• Job:
Pull out each line of the items below that contains the word "plate", and list those lines in the order they appear.

===============

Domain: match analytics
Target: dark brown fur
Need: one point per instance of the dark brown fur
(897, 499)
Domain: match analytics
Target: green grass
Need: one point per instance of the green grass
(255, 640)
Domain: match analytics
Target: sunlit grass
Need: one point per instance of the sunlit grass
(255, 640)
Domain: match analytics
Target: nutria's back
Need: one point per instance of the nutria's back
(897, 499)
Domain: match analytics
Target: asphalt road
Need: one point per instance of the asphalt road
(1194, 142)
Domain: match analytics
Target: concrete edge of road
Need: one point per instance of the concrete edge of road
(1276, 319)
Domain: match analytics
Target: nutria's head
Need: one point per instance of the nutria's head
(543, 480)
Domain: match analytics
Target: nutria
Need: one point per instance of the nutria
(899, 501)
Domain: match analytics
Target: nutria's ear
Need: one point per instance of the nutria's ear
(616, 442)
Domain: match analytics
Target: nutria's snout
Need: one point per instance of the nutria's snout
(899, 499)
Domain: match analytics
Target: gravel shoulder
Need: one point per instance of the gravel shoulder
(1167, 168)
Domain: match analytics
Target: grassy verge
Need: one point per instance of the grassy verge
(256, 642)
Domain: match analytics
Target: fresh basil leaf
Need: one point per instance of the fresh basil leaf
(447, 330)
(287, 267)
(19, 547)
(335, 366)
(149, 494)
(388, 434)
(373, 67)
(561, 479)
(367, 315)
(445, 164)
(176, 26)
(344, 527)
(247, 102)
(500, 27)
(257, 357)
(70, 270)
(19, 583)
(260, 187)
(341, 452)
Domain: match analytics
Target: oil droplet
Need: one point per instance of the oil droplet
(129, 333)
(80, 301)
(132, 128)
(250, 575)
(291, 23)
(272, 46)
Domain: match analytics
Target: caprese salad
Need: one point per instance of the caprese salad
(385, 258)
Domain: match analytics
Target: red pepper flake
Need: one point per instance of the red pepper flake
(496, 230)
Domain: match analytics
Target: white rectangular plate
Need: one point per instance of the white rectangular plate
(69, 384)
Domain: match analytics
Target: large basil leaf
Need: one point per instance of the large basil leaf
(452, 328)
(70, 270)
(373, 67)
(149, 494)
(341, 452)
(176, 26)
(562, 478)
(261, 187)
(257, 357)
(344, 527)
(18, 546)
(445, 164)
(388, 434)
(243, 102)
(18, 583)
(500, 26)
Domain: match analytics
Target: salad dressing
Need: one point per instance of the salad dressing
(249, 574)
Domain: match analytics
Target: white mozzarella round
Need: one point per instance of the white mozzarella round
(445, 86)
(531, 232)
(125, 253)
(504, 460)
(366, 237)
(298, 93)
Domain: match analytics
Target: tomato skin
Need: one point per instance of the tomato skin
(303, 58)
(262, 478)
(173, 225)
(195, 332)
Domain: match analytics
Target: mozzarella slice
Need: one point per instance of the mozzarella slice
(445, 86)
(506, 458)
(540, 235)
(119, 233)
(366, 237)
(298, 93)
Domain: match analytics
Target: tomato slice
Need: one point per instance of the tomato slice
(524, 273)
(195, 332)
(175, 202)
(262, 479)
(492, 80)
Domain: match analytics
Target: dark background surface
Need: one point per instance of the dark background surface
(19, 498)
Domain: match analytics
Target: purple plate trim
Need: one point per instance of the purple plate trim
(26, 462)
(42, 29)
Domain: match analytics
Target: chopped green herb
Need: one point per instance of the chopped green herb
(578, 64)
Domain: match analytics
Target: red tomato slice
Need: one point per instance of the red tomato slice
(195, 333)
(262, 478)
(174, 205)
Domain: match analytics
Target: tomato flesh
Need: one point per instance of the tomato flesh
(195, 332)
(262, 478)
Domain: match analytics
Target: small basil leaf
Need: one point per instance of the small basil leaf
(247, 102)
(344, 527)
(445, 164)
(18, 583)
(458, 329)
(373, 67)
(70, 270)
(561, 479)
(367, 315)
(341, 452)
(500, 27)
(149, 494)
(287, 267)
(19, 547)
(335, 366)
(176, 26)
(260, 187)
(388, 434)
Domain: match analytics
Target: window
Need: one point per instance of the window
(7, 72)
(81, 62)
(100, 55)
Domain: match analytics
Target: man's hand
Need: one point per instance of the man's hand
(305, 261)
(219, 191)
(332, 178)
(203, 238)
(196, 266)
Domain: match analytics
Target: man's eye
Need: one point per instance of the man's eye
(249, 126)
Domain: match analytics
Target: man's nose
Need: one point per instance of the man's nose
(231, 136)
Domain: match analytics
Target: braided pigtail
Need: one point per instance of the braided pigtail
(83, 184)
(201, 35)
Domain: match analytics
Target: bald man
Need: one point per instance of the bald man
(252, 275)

===============

• Answer to this task:
Target: white rectangular plate
Need: one point per instance of the white rectangular plate
Target: purple plate trim
Need: one point per instance of the purple plate trim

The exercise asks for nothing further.